TASK DIRECTIONS »
Pick up the forum thread about the lathe chuck deal right where it stops, and write the next part.

TEXT BLOCK »
-*-

# My luck is never this good...



## jhanko (May 14, 2009)

For a couple of months now, I've been looking for a good chuck to replace the piece of crap that came with my lathe. I watched quite a few nice ones pass by as the bidding got out of reach. I was watching a nice Kitagawa that was $199 "buy it now", but didn't get it as his shipping terms said "Freight" and wanted $15 handling charge. This didn't make sense to me, but I didn't want to get stuck with a $75+ shipping charge. I finally decided to give him a call. He said it was marked for freight shipping because they sell mostly large machinery and everything goes freight. He said he would ship the chuck UPS. First problem solved. I asked him about the chuck, and he said it was a CNC accessory that was never used. I pressed my luck and asked if he would accept $150 for it. He said the best he could do was $160. I said I'll take it. He told me to "buy it now", and he would send an adjusted invoice. I buy it and he sends and invoice for $160. Yep, shipping included. That's better than the $150 I offered him, as I planned on paying the UPS charge with that. It arrived today in expert packing. This thing is brand new, with the wax still on it. What a beautiful piece of steel. I also got $20 instant cashback from live search. 
So, I ended up getting a brand new Kitagawa chuck for $140 shipped. I won't know until tonight, but it looks like it may bolt right up without an adapter. My luck is never this good. I better buy a Lotto ticket...


----------



## wquiles (May 14, 2009)

Every dog has his day 

Congrats on getting such a quality piece for such a steal :thumbsup:


----------



## precisionworks (May 14, 2009)

Awesome chuck

Nice to know that Live Search is alive again (pun intended). It started at 33%, went down to 25%, went to 0%, and is back up to the current 8% (up to $200 maximum cash back per purchase).


----------



## csshih (May 14, 2009)

....and... to keep this good luck, you shall send me a titanium nitecore with 5 trits installed.. 

well, lol.

nice snag, and good luck!


----------



## Anglepoise (May 14, 2009)

What a deal. They sadly do not make this series any more. If it's new it will be very tight for at least a year. Mine is 25 years young and still accurate.

Does it have the other set of jaws??


----------



## Tekno_Cowboy (May 14, 2009)

-*-

Records pointing to named objects:

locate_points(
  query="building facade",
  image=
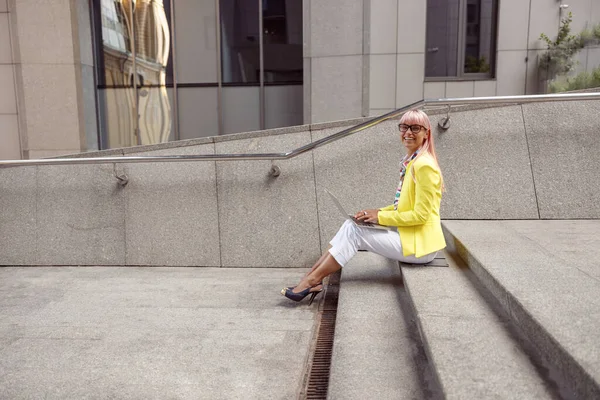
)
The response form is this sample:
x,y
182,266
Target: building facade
x,y
82,75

-*-

EXERCISE RESPONSE »
Nice catch! You should post some pics when you get it on your machine too


----------



## StrikerDown (May 14, 2009)

wquiles said:


> Every dog has his day
> 
> Congrats on getting such a quality piece for such a steal :thumbsup:



Woof (ditto) woof woof!

Much nicer than the chuck I just bought!:twothumbs


----------



## jhanko (May 14, 2009)

precisionworks said:


> Awesome chuck
> 
> Nice to know that Live Search is alive again (pun intended). It started at 33%, went down to 25%, went to 0%, and is back up to the current 8% (up to $200 maximum cash back per purchase).



I caught it when it was at 10%. A few months ago, I saw it when it was 35% , But I didn't have any money to spend. 



csshih said:


> ....and... to keep this good luck, you shall send me a titanium nitecore with 5 trits installed..



Nice try...:nana:



Anglepoise said:


> What a deal. They sadly do not make this series any more. If it's new it will be very tight for at least a year. Mine is 25 years young and still accurate.
> 
> Does it have the other set of jaws??



I was going to comment on that. It is brand new and the jaws are very tight. I thought a teardown & clean would loosen things up, but no dice. When I say tight, I mean nice and tight.  The seller couldn't find the large OD jaws. I'll have to order them. Any leads on who might sell them?

I got it all cleaned up and ready to go. It's so nice, I hate to use it... One more thing: There are three hash marks next to one of the pinion holes. Any ideas on the significance if any?


----------



## Anglepoise (May 14, 2009)

The 3 hash marks indicate the pinion used to set up and calibrate for accuracy in the factory
and use this pinion to tighten.

The tightness is a bit disconcerting and I remember the thoughts I had on mine. I was assured by the factory to keep the jaws well lubed and clean and they will loosen up in about 10 years. IMHO these chucks were /are the best.


----------



## wquiles (May 14, 2009)

Anglepoise said:


> The tightness is a bit disconcerting and I remember the thoughts I had on mine. I was assured by the factory to keep the jaws well lubed and clean and they will loosen up in about 10 years. IMHO these chucks were /are the best.



Agreed. Even my less expensive Bison set-tru was tight when new (same for Brian who has the same chuck). It took several weeks or use to become more "usable" or "friendlier to use". Even now after a year or more of use, it is not "loose", but definitely easier to use 

Will


----------



## jhanko (May 15, 2009)

We'll, my luck ran out. The new chuck is quite a bit larger than the original, even though they are both labeled as 4" chucks. I'm going to have to make a spacer. I'd like to cut off the flange that's on the taper adapter that came with the new chuck, as one side is already finished. However, I can't figure out a way to do this, as it seems I'd be working backwards towards the end result. Maybe it's best I just get some flat stock and start from scratch. At least that way I know that the flange for the new chuck will be true to the spindle. It almost seems like another lathe is needed. Maybe not needed, but that sure would save alot of time...


----------



## jhanko (May 17, 2009)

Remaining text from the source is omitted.